**TASK BRIEF**:
Can you give these records again with every "rough mask" replaced by "coarse mask" and everything else left unchanged?

=== EXCERPTED DATA ===

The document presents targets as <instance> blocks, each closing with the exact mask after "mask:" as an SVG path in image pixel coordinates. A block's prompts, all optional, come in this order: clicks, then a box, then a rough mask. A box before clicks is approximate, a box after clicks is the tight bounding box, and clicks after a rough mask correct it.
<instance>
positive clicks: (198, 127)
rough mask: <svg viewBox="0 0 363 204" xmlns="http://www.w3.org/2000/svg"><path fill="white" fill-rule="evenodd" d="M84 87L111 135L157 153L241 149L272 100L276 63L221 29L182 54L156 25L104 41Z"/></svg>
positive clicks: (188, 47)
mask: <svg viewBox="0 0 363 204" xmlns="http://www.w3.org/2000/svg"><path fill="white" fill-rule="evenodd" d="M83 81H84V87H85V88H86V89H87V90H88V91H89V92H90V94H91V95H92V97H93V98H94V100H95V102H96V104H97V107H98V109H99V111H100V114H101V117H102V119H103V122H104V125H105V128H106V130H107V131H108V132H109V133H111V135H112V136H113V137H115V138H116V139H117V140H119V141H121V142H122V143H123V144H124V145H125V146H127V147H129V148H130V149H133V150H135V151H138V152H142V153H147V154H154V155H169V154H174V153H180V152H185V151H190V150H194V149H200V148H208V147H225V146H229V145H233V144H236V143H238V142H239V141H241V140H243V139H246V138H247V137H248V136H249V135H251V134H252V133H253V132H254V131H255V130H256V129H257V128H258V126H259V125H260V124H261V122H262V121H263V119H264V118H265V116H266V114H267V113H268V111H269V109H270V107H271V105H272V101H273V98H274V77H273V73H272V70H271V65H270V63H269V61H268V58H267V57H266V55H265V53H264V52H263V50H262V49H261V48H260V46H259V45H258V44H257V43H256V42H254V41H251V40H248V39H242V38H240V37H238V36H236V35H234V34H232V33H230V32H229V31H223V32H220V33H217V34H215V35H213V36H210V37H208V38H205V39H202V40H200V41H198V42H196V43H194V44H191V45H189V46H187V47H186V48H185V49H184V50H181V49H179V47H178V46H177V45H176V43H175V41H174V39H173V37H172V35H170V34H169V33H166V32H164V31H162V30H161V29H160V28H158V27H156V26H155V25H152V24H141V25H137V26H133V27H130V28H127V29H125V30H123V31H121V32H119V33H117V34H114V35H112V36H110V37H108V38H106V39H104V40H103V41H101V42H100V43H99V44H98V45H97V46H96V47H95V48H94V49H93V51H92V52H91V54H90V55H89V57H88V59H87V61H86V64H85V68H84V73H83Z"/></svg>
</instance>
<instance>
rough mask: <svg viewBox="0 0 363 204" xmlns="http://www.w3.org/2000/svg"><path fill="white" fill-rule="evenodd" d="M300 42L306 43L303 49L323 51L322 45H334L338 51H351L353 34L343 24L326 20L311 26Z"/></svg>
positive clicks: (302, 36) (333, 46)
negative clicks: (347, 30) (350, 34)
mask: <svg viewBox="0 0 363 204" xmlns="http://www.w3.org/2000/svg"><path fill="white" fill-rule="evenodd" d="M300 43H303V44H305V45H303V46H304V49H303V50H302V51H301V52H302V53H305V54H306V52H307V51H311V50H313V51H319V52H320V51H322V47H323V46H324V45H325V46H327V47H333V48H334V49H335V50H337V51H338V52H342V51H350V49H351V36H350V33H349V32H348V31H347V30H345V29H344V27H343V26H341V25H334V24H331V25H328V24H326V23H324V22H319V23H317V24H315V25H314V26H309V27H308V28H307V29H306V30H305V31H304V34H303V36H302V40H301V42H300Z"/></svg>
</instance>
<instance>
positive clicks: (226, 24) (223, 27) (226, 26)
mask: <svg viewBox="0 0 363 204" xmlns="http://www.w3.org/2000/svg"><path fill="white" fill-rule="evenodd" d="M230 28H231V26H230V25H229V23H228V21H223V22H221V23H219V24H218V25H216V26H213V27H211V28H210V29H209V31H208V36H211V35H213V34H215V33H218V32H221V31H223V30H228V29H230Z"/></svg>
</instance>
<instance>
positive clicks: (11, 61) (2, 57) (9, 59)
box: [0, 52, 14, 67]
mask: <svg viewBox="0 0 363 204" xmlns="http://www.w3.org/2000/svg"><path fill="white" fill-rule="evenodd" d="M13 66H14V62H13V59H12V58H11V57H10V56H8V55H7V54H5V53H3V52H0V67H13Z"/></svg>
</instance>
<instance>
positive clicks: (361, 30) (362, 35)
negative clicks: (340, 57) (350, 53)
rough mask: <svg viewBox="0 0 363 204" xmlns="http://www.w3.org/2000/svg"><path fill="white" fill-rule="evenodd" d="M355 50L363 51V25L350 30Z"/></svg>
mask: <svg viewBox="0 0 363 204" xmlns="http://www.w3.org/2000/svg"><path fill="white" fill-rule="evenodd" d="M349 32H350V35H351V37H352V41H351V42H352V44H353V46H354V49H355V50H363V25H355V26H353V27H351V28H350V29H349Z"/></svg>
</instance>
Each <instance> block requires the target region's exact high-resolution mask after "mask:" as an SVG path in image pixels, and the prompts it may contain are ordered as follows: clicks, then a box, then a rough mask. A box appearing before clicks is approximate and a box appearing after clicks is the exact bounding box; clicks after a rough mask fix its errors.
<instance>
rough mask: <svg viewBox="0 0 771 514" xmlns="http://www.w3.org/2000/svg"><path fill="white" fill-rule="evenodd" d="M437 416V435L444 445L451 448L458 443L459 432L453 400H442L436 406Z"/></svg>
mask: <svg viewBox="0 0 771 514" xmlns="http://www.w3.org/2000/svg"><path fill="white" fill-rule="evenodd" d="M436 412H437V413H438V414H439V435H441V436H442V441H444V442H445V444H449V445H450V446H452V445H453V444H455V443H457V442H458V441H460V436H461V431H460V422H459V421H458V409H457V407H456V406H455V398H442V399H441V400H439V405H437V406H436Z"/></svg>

===

**EXERCISE SOLUTION**:
The document presents targets as <instance> blocks, each closing with the exact mask after "mask:" as an SVG path in image pixel coordinates. A block's prompts, all optional, come in this order: clicks, then a box, then a coarse mask. A box before clicks is approximate, a box after clicks is the tight bounding box, and clicks after a coarse mask correct it.
<instance>
positive clicks: (198, 127)
coarse mask: <svg viewBox="0 0 363 204" xmlns="http://www.w3.org/2000/svg"><path fill="white" fill-rule="evenodd" d="M84 87L111 135L157 153L241 149L272 100L276 63L221 29L182 54L156 25L104 41Z"/></svg>
positive clicks: (188, 47)
mask: <svg viewBox="0 0 363 204" xmlns="http://www.w3.org/2000/svg"><path fill="white" fill-rule="evenodd" d="M83 81H84V87H85V88H86V89H87V90H88V91H89V92H90V94H91V95H92V97H93V98H94V100H95V102H96V104H97V107H98V109H99V111H100V114H101V117H102V119H103V122H104V125H105V128H106V130H107V131H108V132H109V133H111V135H112V136H113V137H115V138H116V139H117V140H119V141H121V142H122V143H123V144H124V145H125V146H127V147H129V148H130V149H133V150H135V151H138V152H142V153H147V154H154V155H169V154H174V153H180V152H185V151H190V150H194V149H200V148H208V147H225V146H229V145H233V144H236V143H238V142H239V141H241V140H243V139H246V138H247V137H248V136H249V135H251V134H252V133H253V132H254V131H255V130H256V129H257V128H258V126H259V125H260V124H261V122H262V121H263V119H264V118H265V116H266V114H267V113H268V111H269V109H270V107H271V105H272V101H273V98H274V77H273V73H272V70H271V65H270V63H269V61H268V58H267V57H266V55H265V53H264V52H263V50H262V49H261V48H260V46H259V45H258V44H257V43H256V42H254V41H251V40H248V39H242V38H240V37H238V36H236V35H234V34H232V33H230V32H229V31H223V32H220V33H217V34H215V35H213V36H210V37H208V38H205V39H202V40H200V41H198V42H196V43H194V44H191V45H189V46H187V47H186V48H185V49H184V50H181V49H179V47H178V46H177V45H176V43H175V41H174V39H173V37H172V35H170V34H169V33H166V32H164V31H162V30H161V29H160V28H158V27H156V26H155V25H152V24H141V25H137V26H133V27H130V28H127V29H125V30H123V31H121V32H119V33H117V34H114V35H112V36H110V37H108V38H106V39H104V40H103V41H101V42H100V43H99V44H98V45H97V46H96V47H95V48H94V49H93V51H92V52H91V54H90V55H89V57H88V59H87V61H86V64H85V68H84V73H83Z"/></svg>
</instance>
<instance>
coarse mask: <svg viewBox="0 0 363 204" xmlns="http://www.w3.org/2000/svg"><path fill="white" fill-rule="evenodd" d="M300 42L306 43L303 49L323 51L322 45H334L338 51H351L353 34L343 24L326 20L311 26Z"/></svg>
positive clicks: (302, 36) (333, 46)
negative clicks: (347, 30) (350, 34)
mask: <svg viewBox="0 0 363 204" xmlns="http://www.w3.org/2000/svg"><path fill="white" fill-rule="evenodd" d="M300 43H303V44H305V45H303V46H304V49H303V50H302V51H301V52H302V53H305V54H306V52H307V51H311V50H313V51H319V52H320V51H322V47H323V46H324V45H325V46H327V47H333V48H334V49H335V50H337V51H338V52H342V51H350V49H351V36H350V33H349V32H348V31H347V30H345V29H344V27H343V26H341V25H334V24H331V25H328V24H326V23H324V22H319V23H317V24H315V25H314V26H309V27H308V28H307V29H306V30H305V31H304V34H303V36H302V40H301V42H300Z"/></svg>
</instance>
<instance>
positive clicks: (226, 24) (223, 27) (226, 26)
mask: <svg viewBox="0 0 363 204" xmlns="http://www.w3.org/2000/svg"><path fill="white" fill-rule="evenodd" d="M230 28H231V26H230V25H229V23H228V21H223V22H221V23H219V24H218V25H216V26H213V27H211V28H210V29H209V31H208V36H211V35H213V34H215V33H218V32H221V31H223V30H228V29H230Z"/></svg>
</instance>
<instance>
positive clicks: (11, 61) (2, 57) (9, 59)
box: [0, 52, 14, 67]
mask: <svg viewBox="0 0 363 204" xmlns="http://www.w3.org/2000/svg"><path fill="white" fill-rule="evenodd" d="M13 66H14V62H13V59H12V58H11V57H10V56H8V55H7V54H5V53H3V52H0V67H13Z"/></svg>
</instance>
<instance>
positive clicks: (361, 30) (362, 35)
negative clicks: (340, 57) (350, 53)
coarse mask: <svg viewBox="0 0 363 204" xmlns="http://www.w3.org/2000/svg"><path fill="white" fill-rule="evenodd" d="M355 50L363 51V25L350 30Z"/></svg>
mask: <svg viewBox="0 0 363 204" xmlns="http://www.w3.org/2000/svg"><path fill="white" fill-rule="evenodd" d="M349 32H350V35H351V37H352V41H351V42H352V44H353V46H354V49H355V50H363V25H355V26H353V27H351V28H350V29H349Z"/></svg>
</instance>
Each <instance> block requires the target region's exact high-resolution mask after "mask:" as an SVG path in image pixels, and the prompts it may contain are ordered as follows: clicks, then a box, then a coarse mask. A box appearing before clicks is approximate and a box appearing after clicks is the exact bounding box; clicks after a coarse mask fix its errors.
<instance>
coarse mask: <svg viewBox="0 0 771 514" xmlns="http://www.w3.org/2000/svg"><path fill="white" fill-rule="evenodd" d="M437 416V435L444 445L451 448L458 443L459 432L453 400H442L436 406Z"/></svg>
mask: <svg viewBox="0 0 771 514" xmlns="http://www.w3.org/2000/svg"><path fill="white" fill-rule="evenodd" d="M436 412H437V413H438V414H439V435H441V436H442V441H444V442H445V444H449V445H450V446H452V445H453V444H455V443H457V442H458V441H460V436H461V431H460V422H459V421H458V409H457V407H456V406H455V398H442V399H441V400H439V405H437V406H436Z"/></svg>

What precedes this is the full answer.